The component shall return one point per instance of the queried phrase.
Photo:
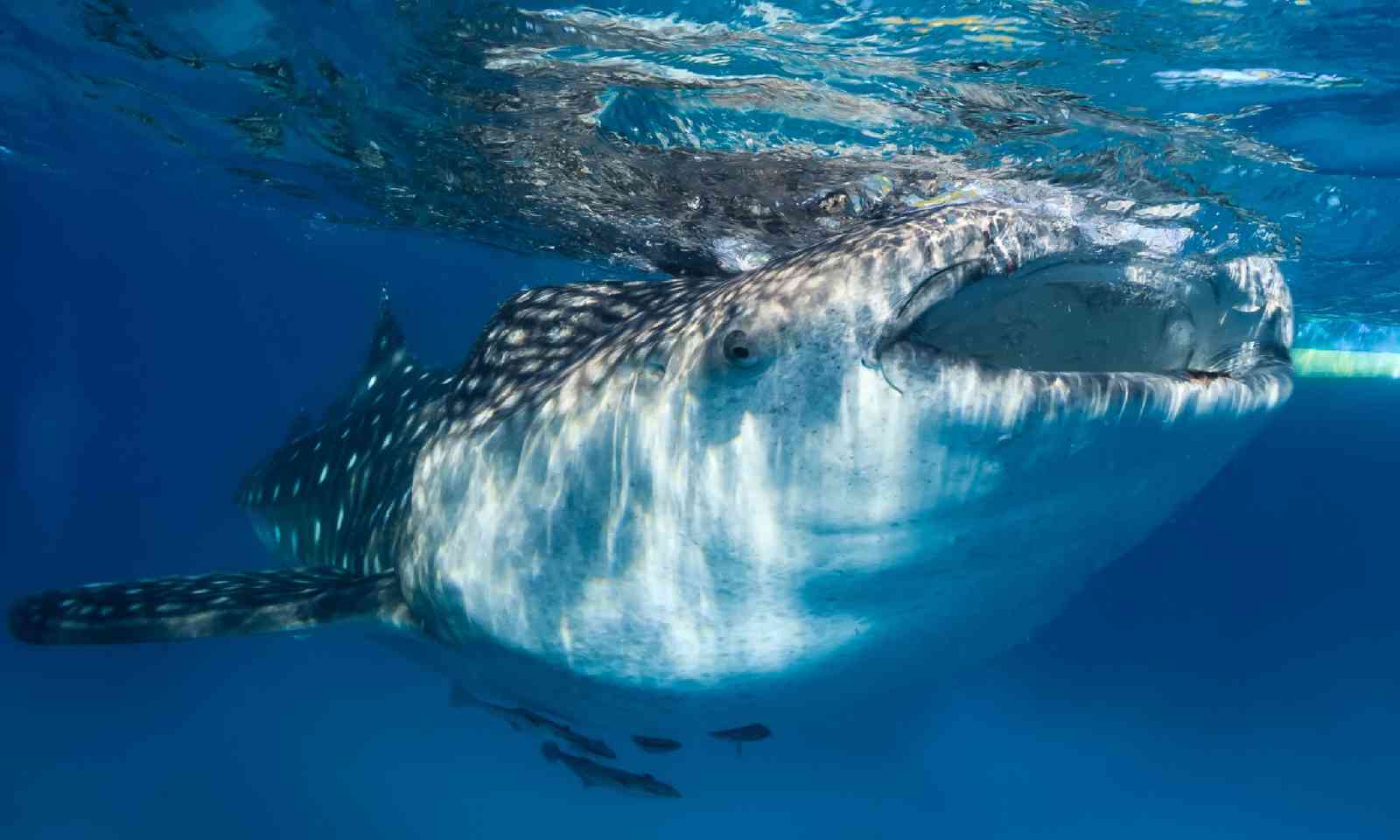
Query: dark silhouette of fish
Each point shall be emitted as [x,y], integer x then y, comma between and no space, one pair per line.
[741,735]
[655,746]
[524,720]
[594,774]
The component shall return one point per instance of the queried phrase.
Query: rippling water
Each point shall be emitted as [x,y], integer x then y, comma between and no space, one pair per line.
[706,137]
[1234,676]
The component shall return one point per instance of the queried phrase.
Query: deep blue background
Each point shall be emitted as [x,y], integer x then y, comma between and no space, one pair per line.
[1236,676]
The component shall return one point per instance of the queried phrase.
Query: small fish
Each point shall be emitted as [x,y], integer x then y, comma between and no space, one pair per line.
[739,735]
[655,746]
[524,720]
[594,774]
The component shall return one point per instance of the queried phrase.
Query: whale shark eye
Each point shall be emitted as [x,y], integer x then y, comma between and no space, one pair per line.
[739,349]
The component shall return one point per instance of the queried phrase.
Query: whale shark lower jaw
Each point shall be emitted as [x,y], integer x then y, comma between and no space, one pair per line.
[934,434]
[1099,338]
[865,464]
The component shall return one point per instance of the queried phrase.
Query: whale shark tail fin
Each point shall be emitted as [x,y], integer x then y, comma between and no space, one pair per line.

#####

Exercise prompt ▸
Every line above is to be reproduced verbatim, and the pictures are to be omitted.

Result below ▸
The component shall return one point per instance of the queried phrase.
Photo:
Query: dark silhouette of fish
Each point shall be emitted as [x,y], integer x then y, comma between and no space, one pair per line.
[741,735]
[655,746]
[524,720]
[594,774]
The component shall return one point per instance of the queried phrase.
Query: rippling water
Each point shall be emitted as [x,y], integer x then y, comma between and no space, one pair per line.
[706,137]
[1234,676]
The component shall return one point per instance of the queried phrase.
Query: deep blue background
Each point shall be emitted as [x,y], integer x then y, comma between and no space, one pair per line.
[1236,676]
The component shall return one point per instance of the queried phrase.
Query: small fish
Each point shall be emitted as [x,y], integer x then y, comma between and no space, one pair per line.
[739,735]
[655,746]
[524,720]
[594,774]
The component shall return one point per instance of the queried phrase.
Query: whale shark eye
Each point shall be emitted as [x,y], integer x then y, comma between and no space, one pair per line.
[739,349]
The component shall return one point per instance of the queried phrase.
Query: whale shark lower jaw
Each point shall be emitted as [x,y], integer x then y, comma between and no space, one pair per line.
[934,434]
[1099,338]
[865,464]
The component shall return one point per instance of the queried phrase.
Query: whale shark tail fin
Each point shall be emitted as [x,y], integer x then y, comma between and no space, one pair per line.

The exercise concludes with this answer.